= WHAT IS NEEDED =
Starting at the first line of the entries below and stopping after the line that has "<point>710,287</point>", turn those lines into a numbered list, leaving out blank lines.

= MATERIAL =
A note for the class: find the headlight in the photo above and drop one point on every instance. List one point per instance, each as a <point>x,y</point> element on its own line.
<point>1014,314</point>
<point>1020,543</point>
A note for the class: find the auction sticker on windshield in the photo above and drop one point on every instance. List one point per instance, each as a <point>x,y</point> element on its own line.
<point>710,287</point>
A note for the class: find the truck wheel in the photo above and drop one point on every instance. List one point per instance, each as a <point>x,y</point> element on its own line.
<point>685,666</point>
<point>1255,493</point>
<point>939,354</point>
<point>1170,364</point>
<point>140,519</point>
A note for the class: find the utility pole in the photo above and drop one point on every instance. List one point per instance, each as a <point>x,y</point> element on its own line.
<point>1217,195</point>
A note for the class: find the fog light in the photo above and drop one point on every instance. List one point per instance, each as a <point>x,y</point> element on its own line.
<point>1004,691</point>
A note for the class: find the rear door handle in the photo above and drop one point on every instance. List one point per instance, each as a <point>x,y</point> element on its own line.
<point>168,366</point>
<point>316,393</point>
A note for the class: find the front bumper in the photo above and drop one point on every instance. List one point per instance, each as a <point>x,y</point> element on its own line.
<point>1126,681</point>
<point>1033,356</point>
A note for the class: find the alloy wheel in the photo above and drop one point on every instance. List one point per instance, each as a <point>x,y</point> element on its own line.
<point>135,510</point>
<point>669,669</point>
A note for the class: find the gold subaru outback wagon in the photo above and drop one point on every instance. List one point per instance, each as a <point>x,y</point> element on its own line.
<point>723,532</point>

= FINISHED ANSWER =
1. A note for the class: find the headlight in the photo above and drop one point on every instance. List one point per instance, each as a <point>x,y</point> element on its own line.
2. <point>1014,314</point>
3. <point>1020,543</point>
4. A note for the class: find the auction sticker on windshield in the photo above and drop one point on every instance. List one point per instance, each as a <point>x,y</point> element on its own line.
5. <point>710,287</point>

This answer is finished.